Stated problem: Please format the part of the rows below that opens with the line containing "Where can you spot the paved plaza?" and closes with the line containing "[[220, 19]]" as a Markdown table. Include both of those lines, skip blank lines, and use the columns Number and Text.
━━━━
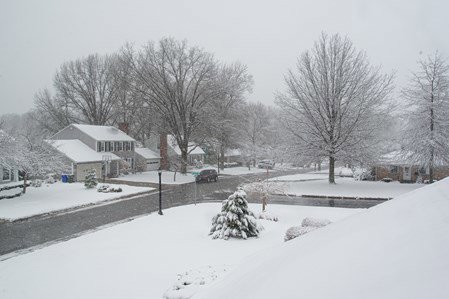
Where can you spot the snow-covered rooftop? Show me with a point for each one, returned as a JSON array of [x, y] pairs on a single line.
[[78, 152], [146, 153], [104, 133], [193, 148]]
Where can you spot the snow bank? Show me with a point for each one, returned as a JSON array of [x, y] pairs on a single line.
[[394, 250]]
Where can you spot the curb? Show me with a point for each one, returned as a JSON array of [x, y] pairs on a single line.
[[71, 209], [337, 197]]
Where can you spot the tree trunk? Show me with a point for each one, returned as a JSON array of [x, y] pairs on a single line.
[[431, 166], [331, 170], [183, 161], [222, 158], [264, 202], [25, 177]]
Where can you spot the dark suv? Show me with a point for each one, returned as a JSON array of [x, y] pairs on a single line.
[[207, 175]]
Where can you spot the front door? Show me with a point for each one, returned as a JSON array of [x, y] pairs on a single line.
[[407, 174]]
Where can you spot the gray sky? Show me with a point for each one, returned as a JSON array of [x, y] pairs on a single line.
[[36, 37]]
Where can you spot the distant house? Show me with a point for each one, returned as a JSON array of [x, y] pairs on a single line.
[[146, 159], [8, 174], [103, 148], [196, 153], [396, 166]]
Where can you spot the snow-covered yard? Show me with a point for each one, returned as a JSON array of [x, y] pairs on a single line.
[[142, 258], [397, 249], [153, 177], [241, 170], [58, 196], [317, 185]]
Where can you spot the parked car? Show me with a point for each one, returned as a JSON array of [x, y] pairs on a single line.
[[207, 175], [266, 164]]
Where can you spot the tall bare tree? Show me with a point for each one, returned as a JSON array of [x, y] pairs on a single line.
[[179, 81], [426, 134], [335, 102], [226, 118]]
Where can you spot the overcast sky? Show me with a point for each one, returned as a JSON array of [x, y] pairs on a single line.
[[36, 37]]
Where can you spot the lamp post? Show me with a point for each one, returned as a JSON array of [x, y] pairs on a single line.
[[159, 172]]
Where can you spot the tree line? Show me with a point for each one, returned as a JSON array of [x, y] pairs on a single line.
[[335, 105]]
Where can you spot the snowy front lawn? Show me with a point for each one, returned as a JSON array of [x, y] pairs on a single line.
[[153, 177], [397, 249], [241, 170], [345, 187], [59, 196], [144, 258]]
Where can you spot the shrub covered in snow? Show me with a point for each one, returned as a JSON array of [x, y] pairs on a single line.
[[91, 179], [108, 189], [296, 231], [267, 216], [315, 222], [235, 219], [36, 183]]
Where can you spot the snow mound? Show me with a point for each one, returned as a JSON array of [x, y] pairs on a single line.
[[189, 282], [397, 249], [315, 222], [296, 231]]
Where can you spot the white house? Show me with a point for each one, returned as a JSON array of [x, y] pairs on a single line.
[[103, 148], [146, 159]]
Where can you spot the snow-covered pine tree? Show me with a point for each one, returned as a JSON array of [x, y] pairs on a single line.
[[235, 219], [91, 179]]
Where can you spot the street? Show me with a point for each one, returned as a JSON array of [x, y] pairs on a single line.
[[36, 231]]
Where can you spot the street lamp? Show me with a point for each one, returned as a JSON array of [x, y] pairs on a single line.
[[159, 172]]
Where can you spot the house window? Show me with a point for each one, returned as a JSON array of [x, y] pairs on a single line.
[[393, 169], [6, 174]]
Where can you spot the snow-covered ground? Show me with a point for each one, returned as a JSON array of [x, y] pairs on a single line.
[[317, 185], [153, 177], [146, 257], [397, 249], [55, 197], [240, 170]]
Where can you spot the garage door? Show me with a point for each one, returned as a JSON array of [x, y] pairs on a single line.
[[152, 165]]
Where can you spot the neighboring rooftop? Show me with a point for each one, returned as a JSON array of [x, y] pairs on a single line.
[[103, 133], [78, 152], [194, 149], [146, 153]]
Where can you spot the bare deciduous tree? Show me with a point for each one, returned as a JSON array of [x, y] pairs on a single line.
[[178, 81], [335, 102], [427, 97]]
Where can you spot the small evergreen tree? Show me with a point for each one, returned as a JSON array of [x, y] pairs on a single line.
[[235, 219], [91, 179]]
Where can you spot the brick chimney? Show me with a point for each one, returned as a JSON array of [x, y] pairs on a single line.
[[124, 127], [163, 149]]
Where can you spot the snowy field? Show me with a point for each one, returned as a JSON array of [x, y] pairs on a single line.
[[153, 177], [240, 170], [317, 185], [55, 197], [397, 249], [142, 258]]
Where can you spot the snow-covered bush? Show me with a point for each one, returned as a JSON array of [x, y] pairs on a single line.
[[91, 179], [362, 174], [235, 219], [108, 189], [296, 231], [315, 222], [36, 183], [267, 216], [190, 282]]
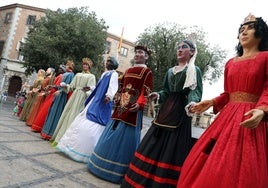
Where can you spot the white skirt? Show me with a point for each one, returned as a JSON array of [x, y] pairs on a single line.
[[79, 140]]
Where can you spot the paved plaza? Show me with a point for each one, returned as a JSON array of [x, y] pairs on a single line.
[[26, 160]]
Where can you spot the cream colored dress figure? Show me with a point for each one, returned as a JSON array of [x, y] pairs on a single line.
[[32, 94], [80, 86]]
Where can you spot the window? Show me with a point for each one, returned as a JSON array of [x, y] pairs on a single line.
[[123, 51], [20, 55], [8, 17], [31, 20]]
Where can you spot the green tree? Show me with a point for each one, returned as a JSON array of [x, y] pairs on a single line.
[[65, 34], [162, 39]]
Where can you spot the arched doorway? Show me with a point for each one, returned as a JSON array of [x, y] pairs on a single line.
[[15, 84]]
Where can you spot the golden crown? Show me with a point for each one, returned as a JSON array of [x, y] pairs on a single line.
[[249, 18]]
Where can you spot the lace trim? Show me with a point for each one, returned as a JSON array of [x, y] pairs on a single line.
[[243, 97]]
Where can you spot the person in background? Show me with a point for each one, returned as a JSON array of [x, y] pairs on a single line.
[[80, 139], [80, 88], [41, 95], [4, 96], [121, 136], [32, 94], [159, 157], [233, 151], [40, 118], [58, 104]]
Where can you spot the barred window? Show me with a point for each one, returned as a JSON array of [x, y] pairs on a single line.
[[8, 17], [31, 20]]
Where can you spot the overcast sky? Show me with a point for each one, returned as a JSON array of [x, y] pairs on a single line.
[[220, 19]]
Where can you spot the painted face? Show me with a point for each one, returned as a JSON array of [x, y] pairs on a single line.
[[247, 37], [85, 67], [184, 52]]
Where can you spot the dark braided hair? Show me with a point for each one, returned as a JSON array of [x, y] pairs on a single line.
[[261, 31]]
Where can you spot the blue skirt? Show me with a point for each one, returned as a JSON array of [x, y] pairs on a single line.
[[115, 149]]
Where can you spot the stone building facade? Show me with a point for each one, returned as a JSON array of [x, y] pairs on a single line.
[[15, 21]]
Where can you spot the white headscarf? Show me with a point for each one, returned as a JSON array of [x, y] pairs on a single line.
[[190, 81]]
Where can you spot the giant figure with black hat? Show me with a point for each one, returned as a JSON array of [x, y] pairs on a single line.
[[81, 137], [121, 136]]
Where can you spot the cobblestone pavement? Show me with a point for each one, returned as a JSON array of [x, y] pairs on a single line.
[[26, 160]]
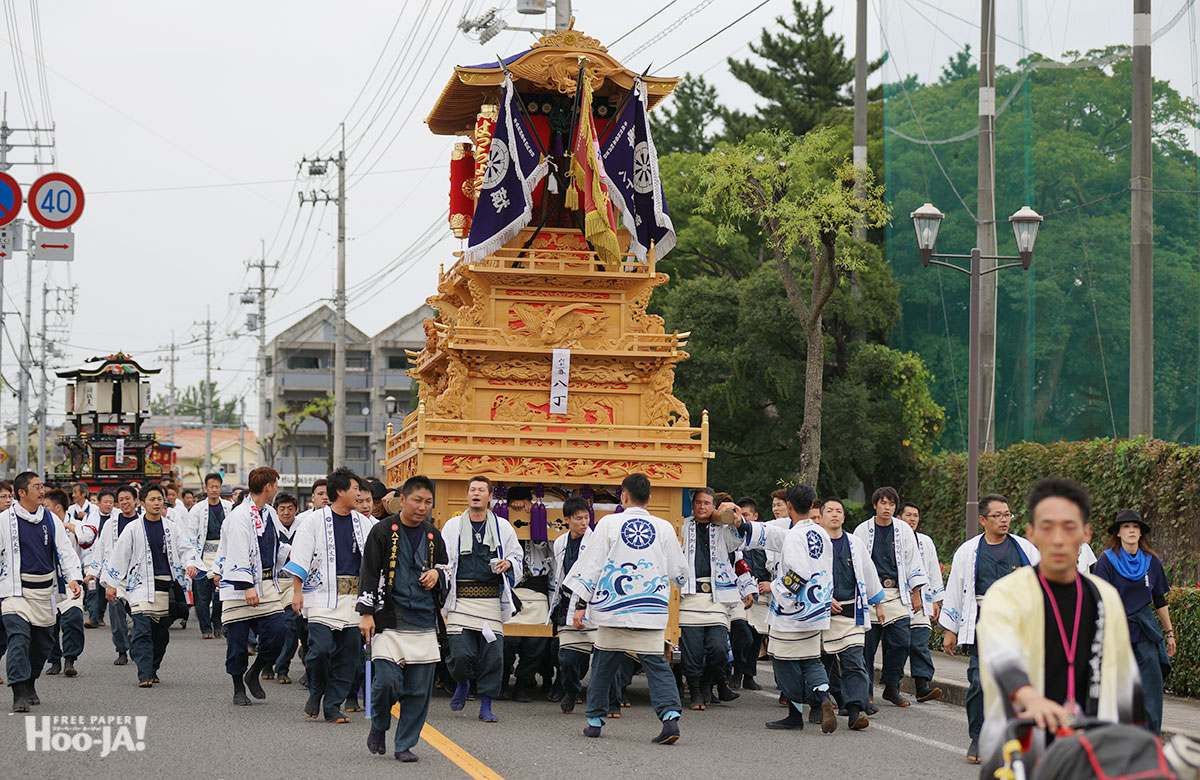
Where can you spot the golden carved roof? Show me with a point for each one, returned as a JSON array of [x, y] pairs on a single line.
[[551, 65]]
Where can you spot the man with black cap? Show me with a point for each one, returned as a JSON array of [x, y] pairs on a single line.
[[1131, 565], [533, 591]]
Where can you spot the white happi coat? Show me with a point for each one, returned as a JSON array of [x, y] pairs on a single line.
[[66, 564], [910, 568], [557, 576], [723, 540], [313, 556], [869, 589], [509, 550], [87, 521], [239, 558], [959, 607], [197, 520], [130, 564], [627, 571], [935, 589], [802, 592], [103, 546]]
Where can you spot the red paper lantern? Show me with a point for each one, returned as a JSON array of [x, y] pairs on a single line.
[[462, 190]]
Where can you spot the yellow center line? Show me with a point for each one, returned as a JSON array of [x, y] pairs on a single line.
[[448, 748]]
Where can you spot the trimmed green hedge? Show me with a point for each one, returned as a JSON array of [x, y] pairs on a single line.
[[1159, 479], [1185, 606]]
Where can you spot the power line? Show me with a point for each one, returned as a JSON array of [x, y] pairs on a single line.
[[714, 35]]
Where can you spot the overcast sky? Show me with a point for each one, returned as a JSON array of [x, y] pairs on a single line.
[[185, 123]]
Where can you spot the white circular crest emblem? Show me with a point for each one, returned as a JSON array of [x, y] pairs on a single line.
[[637, 533], [643, 177], [497, 165]]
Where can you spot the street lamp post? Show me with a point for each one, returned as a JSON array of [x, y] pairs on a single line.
[[927, 220]]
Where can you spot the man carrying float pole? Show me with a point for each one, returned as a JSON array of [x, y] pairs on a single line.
[[399, 589]]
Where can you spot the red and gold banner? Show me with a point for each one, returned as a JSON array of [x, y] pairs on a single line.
[[591, 191], [462, 190]]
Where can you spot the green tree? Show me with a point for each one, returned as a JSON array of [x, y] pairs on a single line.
[[191, 401], [685, 121], [1080, 133], [804, 76], [802, 197], [959, 67]]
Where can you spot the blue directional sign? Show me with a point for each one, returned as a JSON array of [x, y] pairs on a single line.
[[10, 198]]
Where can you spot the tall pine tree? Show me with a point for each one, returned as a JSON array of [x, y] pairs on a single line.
[[804, 77]]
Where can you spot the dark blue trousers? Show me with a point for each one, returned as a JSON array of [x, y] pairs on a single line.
[[148, 645], [605, 666], [330, 663], [473, 658], [293, 625], [118, 623], [703, 649], [67, 636], [895, 639], [412, 685], [270, 636], [799, 679], [208, 605], [94, 603], [29, 646], [921, 660]]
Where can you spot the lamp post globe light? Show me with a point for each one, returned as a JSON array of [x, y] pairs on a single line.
[[927, 220]]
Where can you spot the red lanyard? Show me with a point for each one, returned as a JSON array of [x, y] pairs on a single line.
[[1071, 648]]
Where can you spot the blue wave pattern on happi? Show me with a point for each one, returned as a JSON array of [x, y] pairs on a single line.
[[811, 603], [625, 588]]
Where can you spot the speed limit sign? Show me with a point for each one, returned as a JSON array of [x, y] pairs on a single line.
[[55, 201]]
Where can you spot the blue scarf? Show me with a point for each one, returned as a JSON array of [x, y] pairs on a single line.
[[1133, 567]]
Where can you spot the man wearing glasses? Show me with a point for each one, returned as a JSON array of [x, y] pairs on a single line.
[[978, 563]]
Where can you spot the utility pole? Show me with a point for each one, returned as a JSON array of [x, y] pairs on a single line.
[[27, 357], [171, 390], [317, 168], [41, 403], [1141, 235], [861, 103], [241, 443], [27, 361], [208, 389], [985, 225], [261, 324]]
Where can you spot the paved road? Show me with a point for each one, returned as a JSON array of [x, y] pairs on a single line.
[[193, 731]]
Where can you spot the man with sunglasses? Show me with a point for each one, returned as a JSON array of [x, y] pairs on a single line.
[[978, 563]]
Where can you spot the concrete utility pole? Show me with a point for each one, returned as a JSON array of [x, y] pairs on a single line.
[[27, 355], [208, 389], [27, 361], [41, 402], [241, 443], [985, 225], [171, 390], [1141, 235], [861, 102], [317, 168], [261, 323]]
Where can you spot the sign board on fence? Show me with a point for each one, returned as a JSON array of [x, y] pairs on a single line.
[[559, 381], [54, 246]]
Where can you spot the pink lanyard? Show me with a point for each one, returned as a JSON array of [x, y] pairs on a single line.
[[1069, 649]]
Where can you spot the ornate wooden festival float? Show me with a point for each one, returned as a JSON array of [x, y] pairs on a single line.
[[108, 402], [543, 367]]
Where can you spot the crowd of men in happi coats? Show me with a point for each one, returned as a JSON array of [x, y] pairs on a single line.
[[373, 598]]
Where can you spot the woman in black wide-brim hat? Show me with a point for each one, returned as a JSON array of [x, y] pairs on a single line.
[[1131, 565]]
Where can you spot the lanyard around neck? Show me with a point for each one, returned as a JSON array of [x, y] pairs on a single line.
[[1069, 649]]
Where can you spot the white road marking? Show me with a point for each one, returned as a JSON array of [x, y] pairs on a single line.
[[899, 732]]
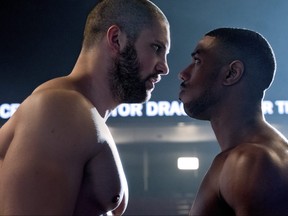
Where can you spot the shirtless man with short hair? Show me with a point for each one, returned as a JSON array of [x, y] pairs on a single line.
[[225, 84], [57, 154]]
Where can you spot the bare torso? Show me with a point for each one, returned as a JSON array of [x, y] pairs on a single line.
[[59, 158], [250, 179]]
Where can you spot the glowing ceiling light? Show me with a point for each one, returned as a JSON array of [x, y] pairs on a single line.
[[188, 163]]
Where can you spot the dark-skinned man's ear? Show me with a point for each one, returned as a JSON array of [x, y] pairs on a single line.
[[234, 73], [113, 37]]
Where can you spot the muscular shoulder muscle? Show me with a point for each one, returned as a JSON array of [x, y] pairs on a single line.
[[253, 181], [42, 167]]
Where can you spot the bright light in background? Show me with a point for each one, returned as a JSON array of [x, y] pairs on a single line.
[[188, 163]]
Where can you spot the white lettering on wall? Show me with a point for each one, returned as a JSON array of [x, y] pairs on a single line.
[[157, 108]]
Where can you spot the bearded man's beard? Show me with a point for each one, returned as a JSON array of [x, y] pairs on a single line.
[[125, 82]]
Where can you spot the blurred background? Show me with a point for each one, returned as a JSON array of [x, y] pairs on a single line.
[[40, 40]]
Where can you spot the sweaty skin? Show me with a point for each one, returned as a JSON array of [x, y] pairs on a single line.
[[250, 175], [78, 178]]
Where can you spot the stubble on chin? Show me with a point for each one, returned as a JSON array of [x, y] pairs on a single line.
[[126, 84]]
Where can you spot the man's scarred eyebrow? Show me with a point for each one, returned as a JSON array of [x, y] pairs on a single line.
[[195, 53], [167, 49]]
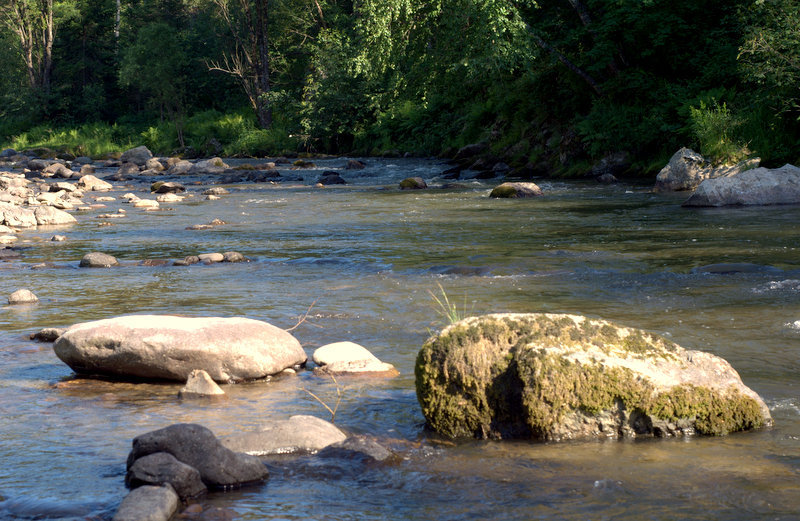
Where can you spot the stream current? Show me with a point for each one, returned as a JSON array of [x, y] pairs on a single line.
[[368, 256]]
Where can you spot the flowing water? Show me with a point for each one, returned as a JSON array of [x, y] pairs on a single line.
[[367, 257]]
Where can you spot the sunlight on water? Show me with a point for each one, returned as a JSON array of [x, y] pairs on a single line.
[[367, 255]]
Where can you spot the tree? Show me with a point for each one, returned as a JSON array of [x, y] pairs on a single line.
[[249, 61], [32, 22]]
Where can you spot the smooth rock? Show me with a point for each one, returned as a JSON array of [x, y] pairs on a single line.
[[17, 217], [413, 183], [200, 383], [760, 186], [23, 296], [516, 190], [211, 257], [98, 260], [48, 215], [161, 468], [170, 347], [92, 184], [556, 377], [197, 447], [48, 334], [233, 256], [300, 433], [349, 357], [358, 448], [137, 156], [148, 504], [168, 187]]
━━━━
Result:
| Number | Text |
|---|---|
| 1 | Where can you spot the paved plaza? Show me with a point for each one, returned as a JSON array of [x, y] pairs on a single line. |
| 2 | [[26, 160]] |
| 3 | Where can you spot the cream colored dress figure? Show me with a point for each one, returned as a JSON array of [x, y] pairs on a single line. |
| 4 | [[32, 94], [80, 86]] |
| 5 | Where can you spot the window? Show me with a point for each one, returned as a JSON array of [x, y] pairs on a single line. |
| 6 | [[123, 51], [20, 55], [8, 17], [31, 20]] |
| 7 | Where can you spot the green tree? Show me with a point for each one, returned as a JSON array of [x, y] pairs on a single line. |
| 8 | [[65, 34], [162, 39]] |
| 9 | Where can you spot the arched doorway? Show me with a point for each one, returned as a JSON array of [x, y] pairs on a single line. |
| 10 | [[15, 84]] |
| 11 | Where can you spot the golden crown? Show me with a point for each one, returned as a JSON array of [x, y] pairs on a single line. |
| 12 | [[249, 18]] |
| 13 | Where can you spot the lace trim? Show me with a point for each one, returned as a JSON array of [x, y] pairs on a single line. |
| 14 | [[243, 97]] |
| 15 | Where can you spot the person in background? Show me with a point for each one, returned as a JSON array of [x, y] pairs on a single line. |
| 16 | [[80, 139], [80, 88], [41, 95], [4, 96], [121, 136], [32, 94], [159, 157], [233, 151], [40, 118], [58, 104]] |
| 17 | Where can you spot the barred window? Show me with a point for each one, returned as a JSON array of [x, y] pairs on a single line. |
| 18 | [[8, 17], [31, 20]] |
| 19 | Where can you spot the overcast sky? Show me with a point for each one, returned as a JSON array of [x, y] pairs on a single line. |
| 20 | [[220, 19]] |